§ **The problem**:
Transcribe all of the data exactly. Omit the pictures.
─── Dataset content
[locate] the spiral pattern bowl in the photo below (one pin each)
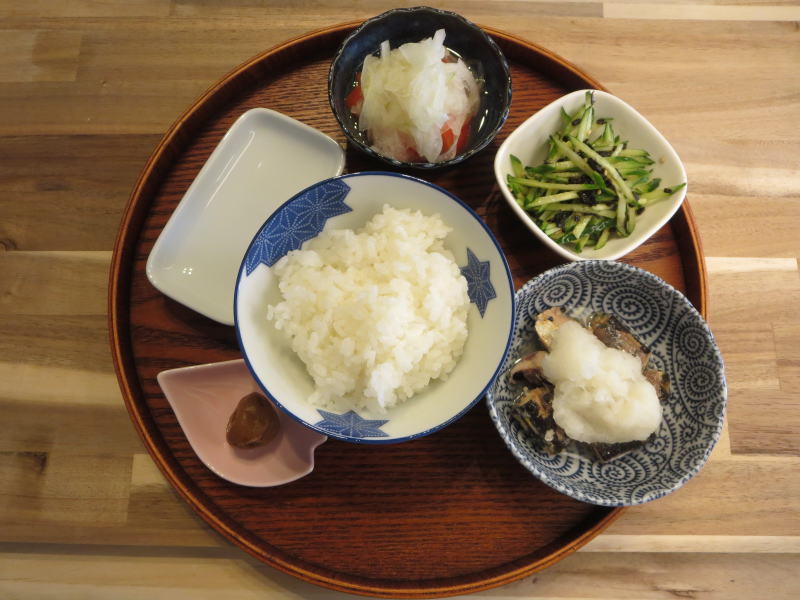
(682, 346)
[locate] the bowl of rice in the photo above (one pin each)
(677, 343)
(374, 307)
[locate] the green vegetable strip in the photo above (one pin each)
(552, 186)
(582, 208)
(625, 193)
(576, 159)
(516, 166)
(553, 198)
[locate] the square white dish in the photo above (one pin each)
(528, 142)
(264, 159)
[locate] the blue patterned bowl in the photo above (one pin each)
(681, 344)
(349, 202)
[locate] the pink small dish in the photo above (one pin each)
(203, 398)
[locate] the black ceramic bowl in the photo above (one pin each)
(403, 25)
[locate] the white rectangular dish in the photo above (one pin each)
(264, 159)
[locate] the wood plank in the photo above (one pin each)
(583, 576)
(728, 497)
(76, 283)
(39, 55)
(626, 10)
(9, 9)
(79, 342)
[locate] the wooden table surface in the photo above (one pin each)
(87, 88)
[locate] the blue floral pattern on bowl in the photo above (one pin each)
(297, 222)
(682, 346)
(350, 424)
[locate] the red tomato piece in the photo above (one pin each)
(463, 136)
(448, 137)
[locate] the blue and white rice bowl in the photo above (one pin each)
(348, 202)
(682, 346)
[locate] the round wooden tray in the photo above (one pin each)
(451, 513)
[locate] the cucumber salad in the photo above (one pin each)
(591, 185)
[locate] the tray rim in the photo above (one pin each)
(123, 257)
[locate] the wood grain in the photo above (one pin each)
(79, 120)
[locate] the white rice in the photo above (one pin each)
(375, 314)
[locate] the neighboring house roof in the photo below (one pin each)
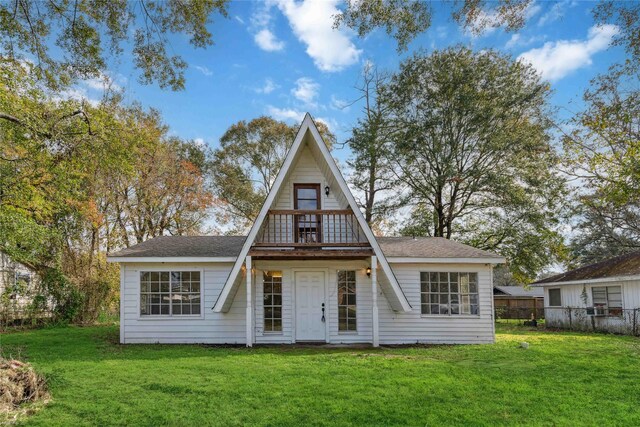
(230, 246)
(517, 292)
(430, 247)
(620, 266)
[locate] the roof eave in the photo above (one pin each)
(445, 260)
(132, 259)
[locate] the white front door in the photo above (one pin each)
(309, 304)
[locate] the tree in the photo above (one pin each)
(602, 152)
(404, 20)
(472, 152)
(626, 16)
(86, 31)
(63, 167)
(372, 176)
(245, 166)
(604, 230)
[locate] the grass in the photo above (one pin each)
(562, 379)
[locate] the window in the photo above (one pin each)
(347, 301)
(272, 286)
(449, 293)
(609, 299)
(554, 298)
(169, 293)
(308, 227)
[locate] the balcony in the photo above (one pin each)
(311, 234)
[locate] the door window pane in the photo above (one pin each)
(272, 300)
(347, 307)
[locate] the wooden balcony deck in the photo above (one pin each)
(306, 234)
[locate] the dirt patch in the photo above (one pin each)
(21, 388)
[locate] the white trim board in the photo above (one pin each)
(395, 295)
(462, 260)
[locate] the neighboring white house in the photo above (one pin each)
(604, 296)
(310, 270)
(17, 288)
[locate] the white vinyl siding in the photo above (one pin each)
(229, 328)
(608, 298)
(209, 327)
(413, 327)
(555, 297)
(573, 297)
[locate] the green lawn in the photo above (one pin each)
(562, 379)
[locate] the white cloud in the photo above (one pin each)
(306, 90)
(78, 94)
(513, 41)
(102, 82)
(204, 70)
(555, 60)
(556, 12)
(331, 124)
(340, 104)
(268, 87)
(312, 23)
(287, 114)
(517, 40)
(266, 40)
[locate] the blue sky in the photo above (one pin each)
(282, 58)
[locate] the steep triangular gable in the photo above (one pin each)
(388, 281)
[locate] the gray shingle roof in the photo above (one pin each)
(185, 246)
(430, 247)
(520, 291)
(230, 246)
(623, 265)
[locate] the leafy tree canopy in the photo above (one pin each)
(472, 154)
(72, 39)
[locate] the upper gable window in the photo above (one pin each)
(306, 196)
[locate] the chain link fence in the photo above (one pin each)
(616, 321)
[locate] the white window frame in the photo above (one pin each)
(549, 294)
(606, 306)
(152, 317)
(459, 293)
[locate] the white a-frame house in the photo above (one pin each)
(310, 270)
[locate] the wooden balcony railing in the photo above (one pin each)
(311, 228)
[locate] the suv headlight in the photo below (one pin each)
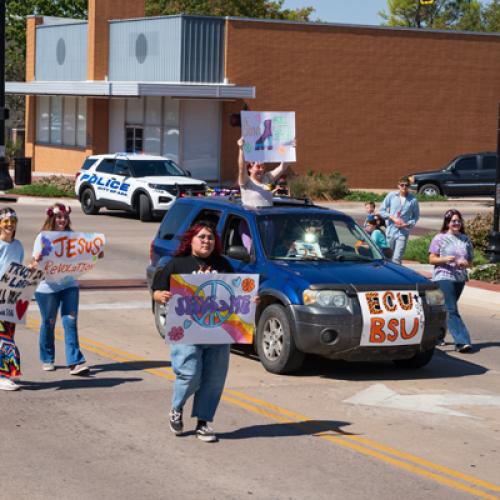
(434, 297)
(159, 187)
(325, 298)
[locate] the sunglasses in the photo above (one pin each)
(10, 220)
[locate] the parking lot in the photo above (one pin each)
(345, 430)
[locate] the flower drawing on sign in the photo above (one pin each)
(46, 247)
(248, 285)
(176, 333)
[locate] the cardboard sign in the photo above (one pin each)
(391, 318)
(68, 254)
(269, 136)
(211, 308)
(17, 286)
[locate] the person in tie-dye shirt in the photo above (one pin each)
(451, 254)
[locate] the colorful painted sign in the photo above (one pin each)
(17, 286)
(269, 136)
(211, 308)
(391, 318)
(68, 254)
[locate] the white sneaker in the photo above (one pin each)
(79, 370)
(8, 385)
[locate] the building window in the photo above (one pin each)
(56, 120)
(133, 139)
(61, 120)
(43, 119)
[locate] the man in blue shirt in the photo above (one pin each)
(401, 211)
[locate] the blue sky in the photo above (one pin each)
(343, 11)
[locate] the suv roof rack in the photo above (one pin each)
(282, 201)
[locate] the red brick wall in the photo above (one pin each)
(370, 103)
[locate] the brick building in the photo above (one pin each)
(370, 102)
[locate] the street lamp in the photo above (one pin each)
(493, 249)
(5, 179)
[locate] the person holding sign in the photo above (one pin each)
(200, 370)
(11, 250)
(52, 295)
(255, 183)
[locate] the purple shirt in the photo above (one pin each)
(445, 244)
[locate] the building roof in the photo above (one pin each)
(131, 89)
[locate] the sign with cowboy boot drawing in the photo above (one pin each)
(269, 136)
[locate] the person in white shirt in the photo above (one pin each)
(256, 184)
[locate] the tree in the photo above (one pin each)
(262, 9)
(442, 14)
(491, 16)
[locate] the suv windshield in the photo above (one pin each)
(146, 168)
(315, 237)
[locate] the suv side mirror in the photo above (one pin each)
(122, 171)
(239, 253)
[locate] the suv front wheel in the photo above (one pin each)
(429, 190)
(274, 341)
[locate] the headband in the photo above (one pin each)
(8, 213)
(58, 209)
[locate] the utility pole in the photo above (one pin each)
(493, 249)
(5, 179)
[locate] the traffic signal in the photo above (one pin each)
(235, 120)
──────
§ **Full solution**:
[locate] the spiral pattern bowl in the photo below (one pin each)
(682, 346)
[locate] the bowl of rice in the photo above (one pin each)
(677, 343)
(374, 307)
[locate] the green vegetable strip in the photo above (one pin each)
(552, 186)
(582, 208)
(625, 193)
(576, 159)
(516, 166)
(553, 198)
[locate] the square white dish in the photo above (one pin each)
(528, 142)
(264, 159)
[locate] the blue patterned bowl in the photo above (one pin each)
(681, 344)
(349, 202)
[locate] the pink small dish in the photo above (one pin each)
(203, 398)
[locate] the black ceramic bowl in the photo above (one pin each)
(403, 25)
[locate] the white rectangular dish in the photo above (one pin each)
(264, 159)
[locate] the wood plank in the photo above (one pin each)
(583, 576)
(728, 497)
(76, 283)
(39, 55)
(626, 10)
(9, 9)
(79, 342)
[locate] the wooden table surface in the photo above (one pin each)
(87, 88)
[locate] the blue floral pattern on bowl in the photo above (one pin each)
(297, 222)
(682, 346)
(350, 424)
[locate] the red tomato piece in the photo above (one pin each)
(463, 136)
(448, 137)
[locate] the blue and white rice bowl in the photo above (one pin each)
(348, 202)
(682, 346)
[locate] the round wooden tray in the photo above (one pin each)
(451, 513)
[locate] the cucumber salad in the photo above (one pin each)
(591, 185)
[locate] the tray rim in the photo above (one pin each)
(123, 257)
[locate] the wood grain in the photo above (one pin each)
(79, 120)
[locate] the white rice in the photo above (one pin each)
(375, 314)
[locate] the neighboring house roof in the photo below (one pin each)
(230, 246)
(517, 292)
(430, 247)
(620, 266)
[locate] the roof eave in the photo above (one pin each)
(445, 260)
(132, 259)
[locate] the white front door in the photo above (one pin each)
(309, 304)
[locate] the tree in the photo above (one pin each)
(602, 152)
(404, 20)
(472, 152)
(626, 16)
(86, 31)
(63, 167)
(372, 176)
(245, 166)
(604, 230)
[locate] the grass in the photo above (one pin each)
(562, 379)
[locate] the window in the photo above (one pin each)
(347, 301)
(272, 286)
(449, 293)
(609, 299)
(554, 298)
(169, 293)
(308, 227)
[locate] the balcony in the photo above (one pin each)
(311, 234)
[locate] the door window pane in the photo above (one pin each)
(272, 300)
(347, 307)
[locate] the wooden balcony deck in the photo above (one pin each)
(306, 234)
[locate] the dirt patch in the photo above (one pin each)
(21, 388)
[locate] the white trim board in the photo above (one pin each)
(395, 295)
(462, 260)
[locate] the neighboring white house in the photo above (one pin each)
(604, 296)
(310, 270)
(17, 288)
[locate] the white vinyl siding in the photo above (one pin each)
(229, 328)
(608, 298)
(209, 327)
(413, 327)
(555, 297)
(573, 297)
[locate] the green lawn in the photo above (one pin each)
(562, 379)
[locate] the white cloud in the photo above (one pin each)
(306, 90)
(78, 94)
(513, 41)
(102, 82)
(204, 70)
(555, 60)
(556, 12)
(331, 124)
(340, 104)
(268, 87)
(312, 23)
(287, 114)
(517, 40)
(266, 40)
[locate] the blue sky in the photo above (one pin each)
(282, 58)
[locate] the steep triangular gable in the photo above (one pin each)
(388, 281)
[locate] the gray shingle roof in the photo above (one pin each)
(185, 246)
(430, 247)
(520, 291)
(230, 246)
(623, 265)
[locate] the leafy tree canopy in the photo above (one pin each)
(472, 154)
(72, 39)
[locate] the upper gable window in the photo above (one pin each)
(306, 196)
[locate] the chain link fence in the photo above (one pin each)
(616, 321)
[locate] the white window frame in the photo above (one pin each)
(549, 294)
(606, 306)
(152, 317)
(459, 293)
[locate] the white a-frame house in the photo above (one pin each)
(310, 270)
[locate] the wooden balcony railing in the photo above (one pin each)
(311, 228)
[locate] the suv headlight in the photo below (one pin each)
(434, 297)
(159, 187)
(325, 298)
[locate] the sunglasses in the photo above (one pin each)
(10, 220)
[locate] the parking lot in the photo above (one pin each)
(345, 430)
[locate] the flower drawing on sign in the photo above (one pin each)
(46, 247)
(248, 285)
(176, 333)
[locate] the cardboard sign in the photo above (one pin each)
(391, 318)
(68, 254)
(269, 136)
(211, 308)
(17, 286)
[locate] the person in tie-dye shirt in the photo above (one pin each)
(451, 254)
[locate] the colorful painted sign in the photo above (one pin each)
(17, 286)
(269, 136)
(211, 308)
(391, 318)
(68, 254)
[locate] the white sneaker in the photo above (one pin each)
(79, 370)
(8, 385)
[locate] the building window in the photo above (one pin each)
(56, 120)
(133, 139)
(61, 120)
(43, 119)
[locate] the man in blue shirt in the photo above (one pin each)
(401, 211)
[locate] the blue sky in the photo above (one pin each)
(343, 11)
[locate] the suv roof rack in the photo above (one pin each)
(282, 201)
[locate] the red brick wall in the photo above (one pin each)
(370, 103)
[locate] the brick building in the photo above (one pin each)
(370, 102)
[locate] the street lamp in the photo above (one pin each)
(493, 249)
(5, 179)
[locate] the person holding sign in the photo above (one pin each)
(200, 370)
(11, 250)
(52, 295)
(255, 183)
[locate] the purple shirt in the photo above (one pin each)
(445, 244)
[locate] the building roof in the photo above (one pin each)
(131, 89)
[locate] the sign with cowboy boot drawing in the photo above (one pin each)
(269, 136)
[locate] the person in white shirt in the photo above (one pin each)
(256, 184)
[locate] the tree in the photo above (one pin each)
(262, 9)
(442, 14)
(491, 16)
[locate] the suv windshield in the photo above (one pin each)
(146, 168)
(315, 237)
[locate] the suv side mirror in the photo above (one pin each)
(122, 171)
(239, 253)
[locate] the suv front wheel in the photo above (one pin each)
(429, 190)
(274, 341)
[locate] the headband in the photo above (one pin each)
(8, 213)
(58, 209)
[locate] the utility pole in the photo above (one pin each)
(493, 249)
(5, 179)
[locate] the traffic signal in the photo above (one pin each)
(235, 120)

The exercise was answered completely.